_Source passage_
--------------------------------------------------
We have been named as a PRP at sites identified by the EPA and state regulatory agencies for investigation and remediation under CERCLA and similar state statutes. Under CERCLA, and under similar state statutes, potentially responsible parties are jointly and severally liable, and therefore we will continue to be potentially liable to the government or third parties for the full cost of remediating contamination at our facilities or former facilities or at third-party sites where we have been designated a PRP. In estimating our current reserves for environmental matters, we have assumed that we will not bear the entire cost of remediation of every site to the exclusion of other PRPs who may be jointly and severally liable. It is also possible that we will be designated a PRP at additional sites in the future.

Like many other industrial companies in recent years, we are defendants in lawsuits alleging personal injury as a result of exposure to chemicals and substances in the workplace, including asbestos. To date, we have been dismissed from a number of these suits and have settled a number of others. The outcome of litigation such as this is difficult to predict and a judicial decision unfavorable to us could be rendered, possibly having a material adverse effect on our business.

 

29


Our business is subject to risks associated with international operations.
--------------------------------------------------
_List of tasks_
1. Please list the kinds of sites where, according to the passage on environmental and litigation risks, the company could be liable for the full cost of remediating contamination.
2. Return the part of the passage on environmental and litigation risks that opens with the words containing "We have been named" and closes with "in the future.".
3. Carry the passage on environmental and litigation risks forward from where it stops.
--------------------------------------------------
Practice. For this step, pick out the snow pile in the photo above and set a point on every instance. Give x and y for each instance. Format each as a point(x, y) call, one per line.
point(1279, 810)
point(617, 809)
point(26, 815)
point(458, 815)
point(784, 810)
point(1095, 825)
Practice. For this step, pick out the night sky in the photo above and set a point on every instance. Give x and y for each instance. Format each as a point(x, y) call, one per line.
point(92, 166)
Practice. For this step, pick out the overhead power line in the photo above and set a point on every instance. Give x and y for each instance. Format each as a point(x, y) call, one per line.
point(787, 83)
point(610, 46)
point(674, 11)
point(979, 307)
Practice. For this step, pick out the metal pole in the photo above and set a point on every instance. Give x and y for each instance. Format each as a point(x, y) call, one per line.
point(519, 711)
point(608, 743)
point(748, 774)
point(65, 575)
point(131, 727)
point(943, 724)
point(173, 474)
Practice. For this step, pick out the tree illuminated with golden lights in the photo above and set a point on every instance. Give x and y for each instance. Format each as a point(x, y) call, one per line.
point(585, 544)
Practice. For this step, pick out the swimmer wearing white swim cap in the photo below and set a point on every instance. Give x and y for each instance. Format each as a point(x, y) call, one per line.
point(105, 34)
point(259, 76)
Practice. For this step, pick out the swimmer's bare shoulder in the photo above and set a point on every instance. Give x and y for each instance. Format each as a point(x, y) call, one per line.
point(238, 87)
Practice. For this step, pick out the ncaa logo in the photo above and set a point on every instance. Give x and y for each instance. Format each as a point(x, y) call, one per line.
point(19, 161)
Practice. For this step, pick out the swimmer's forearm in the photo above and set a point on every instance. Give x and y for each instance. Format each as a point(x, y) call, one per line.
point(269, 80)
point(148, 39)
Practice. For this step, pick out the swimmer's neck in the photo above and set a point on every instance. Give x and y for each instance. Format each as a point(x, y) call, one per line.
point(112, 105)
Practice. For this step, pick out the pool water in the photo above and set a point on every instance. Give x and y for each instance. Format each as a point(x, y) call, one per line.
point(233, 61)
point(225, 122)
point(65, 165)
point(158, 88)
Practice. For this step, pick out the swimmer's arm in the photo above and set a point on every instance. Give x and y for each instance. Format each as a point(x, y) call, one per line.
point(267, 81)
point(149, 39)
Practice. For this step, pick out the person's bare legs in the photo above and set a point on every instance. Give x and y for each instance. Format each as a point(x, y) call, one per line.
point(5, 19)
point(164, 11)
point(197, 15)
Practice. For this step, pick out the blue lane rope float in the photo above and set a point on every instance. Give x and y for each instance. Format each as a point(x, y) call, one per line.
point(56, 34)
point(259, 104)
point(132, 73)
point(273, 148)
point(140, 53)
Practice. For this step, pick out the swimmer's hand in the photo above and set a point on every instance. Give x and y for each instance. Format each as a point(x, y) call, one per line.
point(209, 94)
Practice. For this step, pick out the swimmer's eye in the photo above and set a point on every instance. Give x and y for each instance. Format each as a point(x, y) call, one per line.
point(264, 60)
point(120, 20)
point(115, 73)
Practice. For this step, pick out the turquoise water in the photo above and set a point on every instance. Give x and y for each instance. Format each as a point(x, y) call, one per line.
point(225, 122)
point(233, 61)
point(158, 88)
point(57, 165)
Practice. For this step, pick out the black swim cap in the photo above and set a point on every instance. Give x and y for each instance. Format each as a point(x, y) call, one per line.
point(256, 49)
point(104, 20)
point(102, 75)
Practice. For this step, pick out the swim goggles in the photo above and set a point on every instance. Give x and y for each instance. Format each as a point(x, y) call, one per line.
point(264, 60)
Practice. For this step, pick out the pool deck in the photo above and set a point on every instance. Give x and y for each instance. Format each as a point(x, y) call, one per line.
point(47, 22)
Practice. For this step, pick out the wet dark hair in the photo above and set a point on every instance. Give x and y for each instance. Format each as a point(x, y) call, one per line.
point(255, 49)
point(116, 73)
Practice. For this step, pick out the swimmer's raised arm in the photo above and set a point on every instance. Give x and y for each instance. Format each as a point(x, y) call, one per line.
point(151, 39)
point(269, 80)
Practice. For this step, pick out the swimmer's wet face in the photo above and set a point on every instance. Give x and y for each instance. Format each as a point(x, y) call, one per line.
--------------------------------------------------
_Responses_
1.
- The company's facilities
- Its former facilities
- Third-party sites where it has been designated a PRP

2.
We have been named as a PRP at sites identified by the EPA and state regulatory agencies for investigation and remediation under CERCLA and similar state statutes. Under CERCLA, and under similar state statutes, potentially responsible parties are jointly and severally liable, and therefore we will continue to be potentially liable to the government or third parties for the full cost of remediating contamination at our facilities or former facilities or at third-party sites where we have been designated a PRP. In estimating our current reserves for environmental matters, we have assumed that we will not bear the entire cost of remediation of every site to the exclusion of other PRPs who may be jointly and severally liable. It is also possible that we will be designated a PRP at additional sites in the future.

3.
We purchase products from and supply products to businesses located outside of the United States. We also have significant operations located outside the United States. In fiscal 2009, approximately 19 percent of our total sales were attributable to our non-U.S. subsidiaries. A number of risks inherent in international operations could have a material adverse effect on our international operations and, consequently, on our results of operations, including:

 

   

currency fluctuations;

 

   

difficulties in staffing and managing multi-national operations;

 

   

general economic and political uncertainties and potential for social unrest in countries in which we operate;

 

   

limitations on our ability to enforce legal rights and remedies;

 

   

restrictions on the repatriation of funds;

 

   

changes in trade policies;

 

   

tariff regulations;

 

   

difficulties in obtaining export and import licenses; and

 

   

the risk of government financed competition.

We sell extruded pipe for the power generation market. A majority of these sales are exported to power generation customers in China, some of which are affiliated with the Chinese government. These sales are subject to the risks associated with international sales generally. In addition, changes in demand could result from a reduction of power plant build rates in China due to economic conditions or otherwise, or increased competition from Chinese manufacturers who have cost advantages or who may be preferred suppliers.

Any lower than expected rating of our bank debt and debt securities could adversely affect our business.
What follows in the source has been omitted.